(Stored data)
◆ ◆ ◆
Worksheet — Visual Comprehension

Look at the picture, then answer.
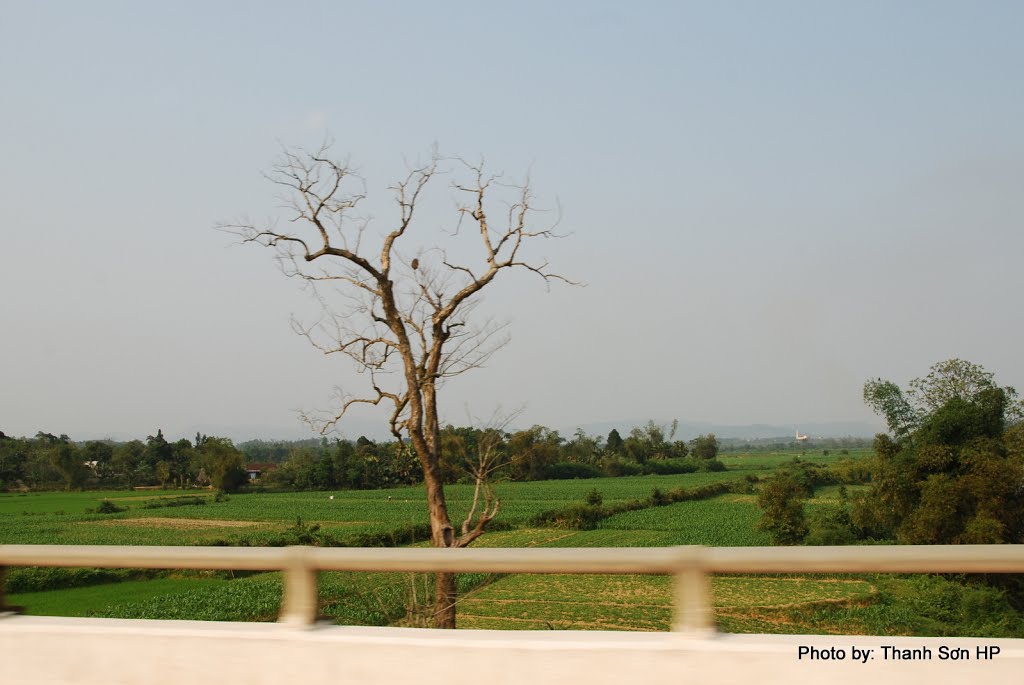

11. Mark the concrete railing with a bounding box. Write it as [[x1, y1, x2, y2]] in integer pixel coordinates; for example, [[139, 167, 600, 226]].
[[4, 543, 1024, 632]]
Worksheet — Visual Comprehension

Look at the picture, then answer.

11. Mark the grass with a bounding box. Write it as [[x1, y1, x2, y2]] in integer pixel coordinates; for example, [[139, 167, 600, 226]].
[[0, 489, 185, 516]]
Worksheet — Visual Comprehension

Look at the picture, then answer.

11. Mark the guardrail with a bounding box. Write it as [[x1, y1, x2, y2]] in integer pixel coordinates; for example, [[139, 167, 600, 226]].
[[3, 544, 1024, 632]]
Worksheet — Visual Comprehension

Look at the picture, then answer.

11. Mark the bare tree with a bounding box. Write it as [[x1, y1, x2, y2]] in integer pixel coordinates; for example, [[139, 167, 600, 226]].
[[223, 143, 571, 628]]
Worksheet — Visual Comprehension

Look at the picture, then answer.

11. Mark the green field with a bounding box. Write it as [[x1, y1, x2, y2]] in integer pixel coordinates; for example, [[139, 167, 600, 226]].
[[6, 449, 1015, 637], [0, 470, 761, 546]]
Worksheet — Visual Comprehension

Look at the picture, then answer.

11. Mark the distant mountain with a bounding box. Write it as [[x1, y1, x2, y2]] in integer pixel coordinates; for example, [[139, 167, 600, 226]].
[[561, 419, 883, 441]]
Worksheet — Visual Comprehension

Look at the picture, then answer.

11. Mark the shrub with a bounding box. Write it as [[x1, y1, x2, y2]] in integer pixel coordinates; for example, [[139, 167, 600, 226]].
[[541, 462, 603, 480], [805, 504, 858, 545], [95, 500, 125, 514], [650, 488, 669, 506], [141, 495, 209, 509], [600, 458, 643, 477], [756, 474, 808, 545]]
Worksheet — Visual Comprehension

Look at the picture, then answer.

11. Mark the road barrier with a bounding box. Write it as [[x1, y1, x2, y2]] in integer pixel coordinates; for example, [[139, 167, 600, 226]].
[[4, 543, 1024, 632]]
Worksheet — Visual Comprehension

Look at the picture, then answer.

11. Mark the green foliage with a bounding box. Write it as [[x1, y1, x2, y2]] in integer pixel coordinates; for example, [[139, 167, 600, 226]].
[[6, 567, 156, 593], [198, 437, 247, 492], [804, 505, 857, 546], [642, 457, 726, 475], [94, 499, 125, 514], [863, 379, 919, 438], [605, 429, 623, 454], [140, 495, 209, 509], [585, 489, 603, 506], [540, 461, 603, 480], [756, 474, 808, 545], [865, 359, 1023, 443], [690, 433, 720, 460], [857, 361, 1024, 546], [599, 457, 643, 477]]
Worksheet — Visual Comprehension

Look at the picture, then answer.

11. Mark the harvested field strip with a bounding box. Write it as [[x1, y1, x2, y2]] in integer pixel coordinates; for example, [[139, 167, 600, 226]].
[[458, 573, 876, 631]]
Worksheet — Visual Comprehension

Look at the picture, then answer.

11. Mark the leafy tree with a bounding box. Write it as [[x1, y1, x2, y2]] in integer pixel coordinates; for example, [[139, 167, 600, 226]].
[[111, 440, 145, 486], [865, 359, 1023, 442], [863, 379, 918, 439], [690, 433, 719, 460], [143, 429, 172, 470], [564, 428, 601, 464], [507, 426, 562, 480], [155, 461, 172, 488], [49, 442, 87, 490], [81, 441, 114, 482], [908, 359, 1021, 417], [858, 360, 1024, 545], [621, 421, 671, 463], [0, 435, 28, 488], [198, 437, 247, 492], [605, 429, 623, 455], [756, 473, 808, 545], [170, 439, 195, 487]]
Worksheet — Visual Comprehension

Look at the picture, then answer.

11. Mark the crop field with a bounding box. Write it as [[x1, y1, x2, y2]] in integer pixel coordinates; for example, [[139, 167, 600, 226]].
[[2, 450, 920, 634], [717, 448, 871, 471], [600, 494, 772, 546], [0, 469, 762, 547], [457, 573, 877, 632]]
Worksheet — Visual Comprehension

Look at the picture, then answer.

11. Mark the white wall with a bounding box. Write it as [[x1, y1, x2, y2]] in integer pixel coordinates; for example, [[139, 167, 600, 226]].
[[3, 616, 1024, 685]]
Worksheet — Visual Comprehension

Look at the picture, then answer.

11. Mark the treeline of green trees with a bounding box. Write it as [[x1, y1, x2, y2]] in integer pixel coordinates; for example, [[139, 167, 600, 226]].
[[253, 421, 728, 491], [0, 420, 727, 492], [0, 430, 248, 492], [757, 359, 1024, 547]]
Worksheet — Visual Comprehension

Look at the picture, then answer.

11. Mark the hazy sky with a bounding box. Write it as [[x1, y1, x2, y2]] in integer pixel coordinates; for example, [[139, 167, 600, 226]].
[[2, 2, 1022, 442]]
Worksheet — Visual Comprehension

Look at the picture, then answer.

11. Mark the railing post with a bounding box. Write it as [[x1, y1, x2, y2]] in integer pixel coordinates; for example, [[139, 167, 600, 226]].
[[671, 546, 715, 637], [278, 546, 319, 627]]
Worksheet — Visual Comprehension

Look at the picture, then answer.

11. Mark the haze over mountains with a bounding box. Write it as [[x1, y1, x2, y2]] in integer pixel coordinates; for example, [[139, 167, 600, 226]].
[[45, 417, 883, 445], [183, 418, 885, 444]]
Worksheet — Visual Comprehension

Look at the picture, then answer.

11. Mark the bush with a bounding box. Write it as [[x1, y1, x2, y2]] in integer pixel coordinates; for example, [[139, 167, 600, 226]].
[[600, 458, 643, 477], [541, 461, 603, 480], [641, 459, 697, 476], [805, 504, 858, 545], [530, 503, 608, 530], [141, 495, 208, 509], [585, 489, 603, 506], [95, 500, 125, 514], [6, 567, 154, 593], [756, 474, 808, 545]]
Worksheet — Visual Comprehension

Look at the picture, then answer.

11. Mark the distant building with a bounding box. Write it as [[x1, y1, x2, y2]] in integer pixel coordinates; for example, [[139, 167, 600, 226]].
[[245, 463, 277, 482]]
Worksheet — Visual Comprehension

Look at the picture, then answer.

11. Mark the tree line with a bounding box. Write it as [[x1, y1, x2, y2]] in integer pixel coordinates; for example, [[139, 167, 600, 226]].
[[0, 420, 730, 492], [0, 430, 247, 492]]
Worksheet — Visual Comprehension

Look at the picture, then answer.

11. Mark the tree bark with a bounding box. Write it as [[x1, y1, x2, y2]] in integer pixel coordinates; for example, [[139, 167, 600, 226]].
[[434, 570, 458, 629]]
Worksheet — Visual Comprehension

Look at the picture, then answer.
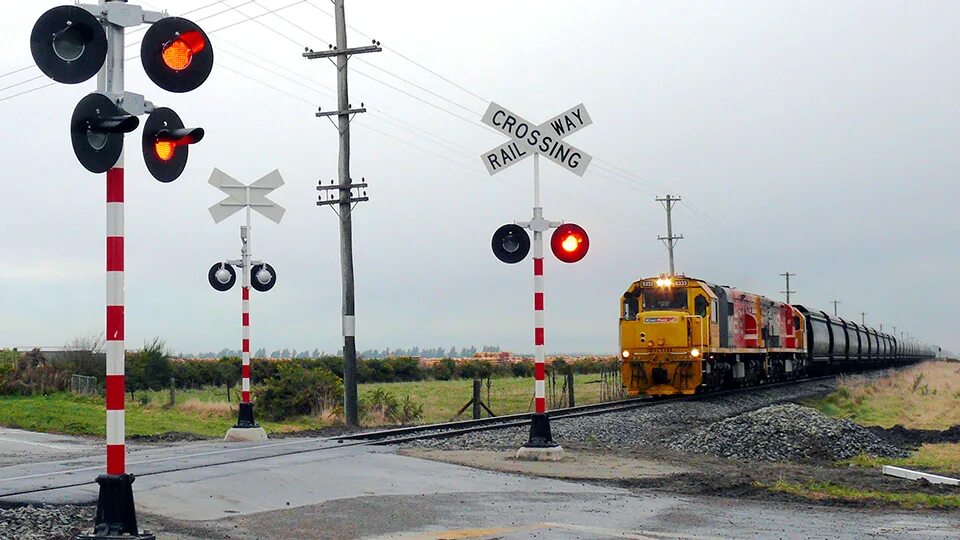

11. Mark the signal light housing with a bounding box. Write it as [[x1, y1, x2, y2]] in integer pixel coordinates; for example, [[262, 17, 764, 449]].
[[71, 93, 139, 173], [142, 107, 204, 183], [208, 262, 236, 292], [250, 263, 277, 293], [141, 17, 214, 93], [492, 224, 530, 264], [30, 6, 107, 85], [551, 223, 589, 263]]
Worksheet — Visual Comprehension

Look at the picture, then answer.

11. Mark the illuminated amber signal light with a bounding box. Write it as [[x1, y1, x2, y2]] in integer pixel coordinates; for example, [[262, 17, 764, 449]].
[[161, 31, 206, 72], [154, 140, 176, 161], [550, 223, 589, 263]]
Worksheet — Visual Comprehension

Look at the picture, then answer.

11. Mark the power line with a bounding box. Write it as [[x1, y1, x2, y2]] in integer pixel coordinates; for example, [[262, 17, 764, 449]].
[[256, 1, 485, 117], [302, 0, 489, 103]]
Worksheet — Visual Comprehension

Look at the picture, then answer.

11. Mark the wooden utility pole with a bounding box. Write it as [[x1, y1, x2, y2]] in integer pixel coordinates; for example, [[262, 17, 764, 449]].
[[780, 272, 795, 304], [656, 195, 683, 275], [830, 300, 841, 316], [304, 0, 380, 427]]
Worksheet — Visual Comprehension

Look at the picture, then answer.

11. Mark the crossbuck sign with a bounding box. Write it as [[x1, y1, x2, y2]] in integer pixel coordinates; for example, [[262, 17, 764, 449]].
[[209, 168, 286, 224], [481, 102, 593, 177]]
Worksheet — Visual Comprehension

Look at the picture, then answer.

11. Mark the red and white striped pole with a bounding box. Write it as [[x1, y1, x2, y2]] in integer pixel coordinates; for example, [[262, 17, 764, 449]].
[[533, 236, 546, 415], [241, 284, 251, 405], [234, 210, 256, 428], [85, 3, 153, 536], [103, 0, 126, 479], [105, 158, 125, 475], [523, 153, 558, 450]]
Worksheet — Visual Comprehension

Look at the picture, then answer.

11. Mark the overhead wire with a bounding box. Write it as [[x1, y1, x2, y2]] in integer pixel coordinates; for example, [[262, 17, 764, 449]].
[[301, 0, 489, 104]]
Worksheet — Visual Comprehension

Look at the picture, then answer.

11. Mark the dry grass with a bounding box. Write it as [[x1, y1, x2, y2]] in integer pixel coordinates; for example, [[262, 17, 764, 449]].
[[176, 398, 234, 418], [812, 361, 960, 430], [847, 443, 960, 475]]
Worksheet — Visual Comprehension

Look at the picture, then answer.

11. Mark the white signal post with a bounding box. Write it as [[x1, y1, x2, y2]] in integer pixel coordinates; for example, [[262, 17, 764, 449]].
[[481, 102, 593, 461], [209, 168, 285, 442]]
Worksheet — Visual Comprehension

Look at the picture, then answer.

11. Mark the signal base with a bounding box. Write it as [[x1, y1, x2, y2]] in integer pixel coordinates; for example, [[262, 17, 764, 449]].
[[76, 474, 154, 540], [224, 426, 268, 443], [515, 413, 565, 462]]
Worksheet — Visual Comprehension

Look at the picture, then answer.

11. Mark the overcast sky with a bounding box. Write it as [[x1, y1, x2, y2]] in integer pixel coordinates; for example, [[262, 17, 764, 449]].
[[1, 0, 957, 356]]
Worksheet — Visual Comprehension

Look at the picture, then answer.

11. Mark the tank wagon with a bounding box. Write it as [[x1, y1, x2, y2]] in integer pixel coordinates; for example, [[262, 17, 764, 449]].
[[620, 274, 937, 396]]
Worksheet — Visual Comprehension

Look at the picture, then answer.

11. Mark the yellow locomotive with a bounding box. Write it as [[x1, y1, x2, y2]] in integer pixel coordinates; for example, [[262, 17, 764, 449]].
[[620, 275, 806, 396], [620, 274, 935, 396]]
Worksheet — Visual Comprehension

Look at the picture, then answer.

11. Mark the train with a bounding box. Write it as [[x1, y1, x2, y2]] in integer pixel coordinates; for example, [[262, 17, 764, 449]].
[[619, 274, 938, 396]]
◆ ◆ ◆
### Work request:
Repeat exactly the lines above, starting with the line that contains "11. Mark the train" and ending with the last line, both included, and nothing else.

### Your solution:
11. Mark the train with a bounding box. Write it as [[x1, y1, x2, y2]] in integer pixel coordinates; for example, [[262, 17, 764, 449]].
[[619, 274, 938, 396]]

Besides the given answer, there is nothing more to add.